Cartaz 'Portugal não é um país pequeno: superfícies do império colonial português comparadas com as dos principais países da europa'

Índice do Artigo:

"O problema aqui não é historiográfico ou circunscrito aos discursos públicos que versam sobre a história e memória colectiva. É uma janela a partir da qual nos podemos interrogar sobre o sentido destes debates na contemporaneidade." José Pedro Monteiro, historiador, explora neste ensaio como questões do passado colonial português reverberam e se reconfiguram na atualidade.

Sabemos — e melhor o sabe quem estuda estes temas de forma consistente e rigorosa — que as redes sociais são objectos estranhos, seja como espaços de interacção, seja (ainda mais) como objectos de estudo. Nem sempre é fácil descortinar o que é espontâneo. O que por vezes julgamos serem vários utilizadores diferentes é, afinal, um só e o mesmo. Mais difícil, ainda que não se tratem de dois mundos incomunicáveis, é complicado perceber como se articulam as redes sociais e as esferas da acção social e política, pois estas não se espelham rigorosamente nem, muito menos, podem aquelas ser pensadas como representativas das segundas. 

Começo com este introito porque o exercício que aqui proponho está longe de poder revestir-se de qualquer autoridade científica. É uma impressão que resulta de um apanhado de interacções nas ditas redes, não validado por critérios igualmente científicos e carecendo de uma metodologia rigorosa. Mas beneficia de um acompanhamento mais ou menos regular a discussões nas redes sociais que versam sobre alguns destes temas, sobretudo em torno da história mais recente de Portugal e o seu passado ultramarino.

Há cerca de dois meses, num ensaio em que procurava ilustrar, parcial e episodicamente, como o Estado Novo lidou com a questão da discriminação racial de um ponto de vista administrativo e político — frequentemente não deixando sequer que na esfera pública fossem enunciados e caracterizados casos de racismo e discriminação racial que ocorriam em território nacional (então integrando diversos espaços geográficos) —, chamei a atenção para o que me parecia ser uma dinâmica relevante para o presente, mas entrelaçada em acontecimentos e processos que se situam no passado. No contexto das redes sociais e nos azimutes mais reaccionários da direita nacional, sugeri que se poderia estar a operar uma reconfiguração da relação que estes sectores estabelecem com as ideias tidas por tributárias do discurso oficial do Estado Novo. Referia-me, aqui, ao que se costuma caracterizar como “lusotropicalismo”, ou seja, o sucedâneo, em forma propagandística e de uso fácil e multifunções, da teoria cunhada por Gilberto Freyre. Esse sucedâneo traduzir-se-ia num conjunto de ideias-chave, assentes numa suposta excepcionalidade portuguesa, que faria dos portugueses particularmente avessos ao racismo, por obra e graça da deusa história, dados a uma sã convivialidade ecuménica que ignorava a diferença étnico-racial ou sócio-cultural.

_ _ _ _

### Requisitos das tarefas
1. Reproduza sem alterações o trecho do ensaio sobre o passado colonial português que começa em "Sabemos — e" e segue até "representativas das segundas.".
2. Responda às perguntas a seguir com base no ensaio sobre o passado colonial português.
(a) Qual é a profissão de José Pedro Monteiro?
(b) Há quanto tempo o autor publicou o ensaio anterior que menciona?
(c) Quem cunhou a teoria da qual o "lusotropicalismo" seria o sucedâneo?
3. Retome o ensaio sobre o passado colonial português e continue-o a partir da última frase apresentada.

### Dados fornecidos
_ _ _ _

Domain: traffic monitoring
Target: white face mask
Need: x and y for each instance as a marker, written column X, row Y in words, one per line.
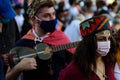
column 103, row 47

_ _ _ _

### Respostas por tarefa
1.
Sabemos — e melhor o sabe quem estuda estes temas de forma consistente e rigorosa — que as redes sociais são objectos estranhos, seja como espaços de interacção, seja (ainda mais) como objectos de estudo. Nem sempre é fácil descortinar o que é espontâneo. O que por vezes julgamos serem vários utilizadores diferentes é, afinal, um só e o mesmo. Mais difícil, ainda que não se tratem de dois mundos incomunicáveis, é complicado perceber como se articulam as redes sociais e as esferas da acção social e política, pois estas não se espelham rigorosamente nem, muito menos, podem aquelas ser pensadas como representativas das segundas.

2.
(a) Ele é historiador.
(b) Publicou-o há cerca de dois meses.
(c) A teoria foi cunhada por Gilberto Freyre.

3.
Muitas coisas já foram ditas sobre o lusotropicalismo. Uma delas foi que poderá ter servido de freio ao alastrar de sentimentos, ou pelo menos declarações, explicitamente racistas no discurso político e público no Portugal democrático. Outra foi que esse mesmo sucedâneo serviu amiúde para obscurecer manifestações de discriminação racial que persistem no presente, desta forma impedindo que o racismo seja mais eficazmente combatido. A estas poder-se-ia acrescentar outras. Por exemplo, a de que o uso instrumental do lusotropicalismo pelo Estado Novo não se limitou a uma forma repetida e, na mesma medida tosca e directa, de propaganda. Manifestou-se de diversas formas, da estruturação dos currículos escolares ao controlo do aparelho mediático durante a ditadura. Traduziu-se também em recorrentes comparações entre realidades do império com as de outras sociedades, sobretudo aqueles casos que representavam formas mais óbvias, e denunciadas, de uma organização social e política estritamente racial, como na África do Sul ou na Rodésia. Falta, ainda hoje, perceber de que forma esta comparação não contribuiu para a cristalização de uma ideia de discriminação racial que se fixa na imagem das casas de banho segregadas ou na proibição de casamentos mistos, não capturando práticas e políticas que se desenhavam em torno de um claro viés racial, ainda que de forma não tão explícita, logo mais subtil e resistente ao correr do tempo.

São muitas, e diversas, as formas através das quais podemos pensar como o processo de resistência à descolonização encabeçado pelo governo autoritário português condicionou, e talvez ainda condicione, a forma como, no debate público, reflectimos sobre racismo no Portugal contemporâneo. Sendo muitas e diversas as formas de interpretar os efeitos do lusotropicalismo nos debates contemporâneos sobre racismo, não me parece demasiado arrojada a ideia de que o lastro histórico do Estado Novo limitou, de certa forma, a possibilidade de introduzir  declarações ou tropos abertamente racistas em discursos políticos proferidos em espaços institucionalizados ou mesmo nos media, para o que contribuiu, também, a evolução normativa, tanto no quadro do Estado português como internacionalmente. Houve sempre excepções, é claro, e há infaustos acontecimentos na nossa história mais recente que se encarregam de nos lembrar disso. Formas estritamente biológicas de dar corpo a um suposto “conceito” de raça e a defesa de sociedades etnicamente homogéneas, protegidas de qualquer forma de “miscigenação” ou de entendimentos plurais da pertença, manifestaram-se nos anos finais do império, e sobreviveram à transição democrática, como pode ser atestado pela presença de grupos supremacistas em Portugal há já longas décadas.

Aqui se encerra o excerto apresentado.